Pull out every line in the lines below that contains the word "stone" and copy each one as it appears.
##### Data rows #####
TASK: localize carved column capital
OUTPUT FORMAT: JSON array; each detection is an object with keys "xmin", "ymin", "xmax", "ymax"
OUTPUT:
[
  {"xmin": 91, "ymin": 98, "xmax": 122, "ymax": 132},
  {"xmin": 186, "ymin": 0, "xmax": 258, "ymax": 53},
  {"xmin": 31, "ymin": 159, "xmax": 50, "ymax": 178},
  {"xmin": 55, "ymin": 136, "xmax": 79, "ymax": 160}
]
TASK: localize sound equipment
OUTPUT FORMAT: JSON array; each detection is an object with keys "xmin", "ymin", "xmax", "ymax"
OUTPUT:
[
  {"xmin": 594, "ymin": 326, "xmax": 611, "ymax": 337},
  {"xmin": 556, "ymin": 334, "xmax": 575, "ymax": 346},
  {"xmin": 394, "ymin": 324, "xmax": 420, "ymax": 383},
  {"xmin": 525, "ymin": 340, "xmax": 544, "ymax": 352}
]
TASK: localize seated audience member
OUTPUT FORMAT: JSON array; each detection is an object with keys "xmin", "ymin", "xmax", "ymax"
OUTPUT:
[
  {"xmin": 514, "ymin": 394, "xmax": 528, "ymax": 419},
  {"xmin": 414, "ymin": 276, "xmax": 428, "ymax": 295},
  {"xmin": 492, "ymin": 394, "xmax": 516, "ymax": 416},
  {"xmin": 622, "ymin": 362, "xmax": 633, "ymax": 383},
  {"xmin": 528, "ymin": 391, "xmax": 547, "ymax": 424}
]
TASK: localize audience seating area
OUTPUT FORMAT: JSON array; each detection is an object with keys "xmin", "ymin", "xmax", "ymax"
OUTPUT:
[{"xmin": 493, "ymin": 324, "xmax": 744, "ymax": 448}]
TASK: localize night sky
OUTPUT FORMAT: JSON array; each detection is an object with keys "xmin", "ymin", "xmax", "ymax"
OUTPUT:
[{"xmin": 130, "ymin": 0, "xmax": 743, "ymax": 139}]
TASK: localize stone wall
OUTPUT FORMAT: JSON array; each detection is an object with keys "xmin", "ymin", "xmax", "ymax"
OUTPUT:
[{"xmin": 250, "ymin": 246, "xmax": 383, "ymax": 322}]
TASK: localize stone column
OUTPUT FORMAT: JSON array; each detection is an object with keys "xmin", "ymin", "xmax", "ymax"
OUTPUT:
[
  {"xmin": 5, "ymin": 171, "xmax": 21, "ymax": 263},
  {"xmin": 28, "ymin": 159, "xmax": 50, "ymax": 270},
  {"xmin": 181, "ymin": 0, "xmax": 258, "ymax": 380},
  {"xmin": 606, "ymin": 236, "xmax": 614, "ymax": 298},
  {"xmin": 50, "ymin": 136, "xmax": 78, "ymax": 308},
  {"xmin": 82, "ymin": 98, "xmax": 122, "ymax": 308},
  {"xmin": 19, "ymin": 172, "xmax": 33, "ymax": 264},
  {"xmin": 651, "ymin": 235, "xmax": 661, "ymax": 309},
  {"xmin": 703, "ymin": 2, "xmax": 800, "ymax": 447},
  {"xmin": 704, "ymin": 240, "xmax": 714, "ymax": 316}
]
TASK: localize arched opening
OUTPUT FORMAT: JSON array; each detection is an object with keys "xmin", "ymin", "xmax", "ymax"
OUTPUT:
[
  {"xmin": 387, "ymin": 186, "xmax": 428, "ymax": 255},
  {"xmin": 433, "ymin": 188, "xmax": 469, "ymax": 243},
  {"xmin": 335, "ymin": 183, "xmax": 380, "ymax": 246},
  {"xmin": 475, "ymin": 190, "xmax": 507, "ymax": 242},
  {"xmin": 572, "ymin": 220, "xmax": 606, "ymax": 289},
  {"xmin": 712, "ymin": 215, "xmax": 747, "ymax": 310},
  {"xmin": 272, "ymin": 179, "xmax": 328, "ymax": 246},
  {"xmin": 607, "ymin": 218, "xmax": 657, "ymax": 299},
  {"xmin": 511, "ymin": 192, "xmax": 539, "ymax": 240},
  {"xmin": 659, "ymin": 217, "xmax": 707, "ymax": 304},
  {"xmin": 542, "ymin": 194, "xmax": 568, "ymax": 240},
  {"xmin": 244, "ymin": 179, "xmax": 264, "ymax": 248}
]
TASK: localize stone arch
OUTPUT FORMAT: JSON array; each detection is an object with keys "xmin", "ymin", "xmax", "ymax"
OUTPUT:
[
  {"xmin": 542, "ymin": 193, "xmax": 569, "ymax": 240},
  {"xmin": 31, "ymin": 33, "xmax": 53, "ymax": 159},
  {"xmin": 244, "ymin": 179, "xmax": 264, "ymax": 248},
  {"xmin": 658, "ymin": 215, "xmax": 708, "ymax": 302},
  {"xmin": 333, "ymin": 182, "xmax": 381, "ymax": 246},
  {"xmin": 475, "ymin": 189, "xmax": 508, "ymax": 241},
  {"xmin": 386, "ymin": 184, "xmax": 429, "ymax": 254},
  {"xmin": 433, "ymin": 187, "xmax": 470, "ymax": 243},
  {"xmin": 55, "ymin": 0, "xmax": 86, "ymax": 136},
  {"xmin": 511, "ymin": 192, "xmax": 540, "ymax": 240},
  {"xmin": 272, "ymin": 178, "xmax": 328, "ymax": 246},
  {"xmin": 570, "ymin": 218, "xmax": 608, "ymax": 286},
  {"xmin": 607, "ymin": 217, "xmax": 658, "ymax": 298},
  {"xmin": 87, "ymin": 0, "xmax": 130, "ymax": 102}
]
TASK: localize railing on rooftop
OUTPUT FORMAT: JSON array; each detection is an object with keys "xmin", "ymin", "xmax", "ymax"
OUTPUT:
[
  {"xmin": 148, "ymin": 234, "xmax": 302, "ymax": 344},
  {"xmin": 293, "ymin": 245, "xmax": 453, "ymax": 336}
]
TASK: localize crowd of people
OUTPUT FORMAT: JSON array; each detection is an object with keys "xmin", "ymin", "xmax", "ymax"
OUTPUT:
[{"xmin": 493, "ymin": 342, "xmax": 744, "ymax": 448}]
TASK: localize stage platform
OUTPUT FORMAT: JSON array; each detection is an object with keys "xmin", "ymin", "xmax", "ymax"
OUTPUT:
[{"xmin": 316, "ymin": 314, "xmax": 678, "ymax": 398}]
#####
Exercise answer:
TASK: localize stone wall
TASK: localize stone column
TASK: localize stone arch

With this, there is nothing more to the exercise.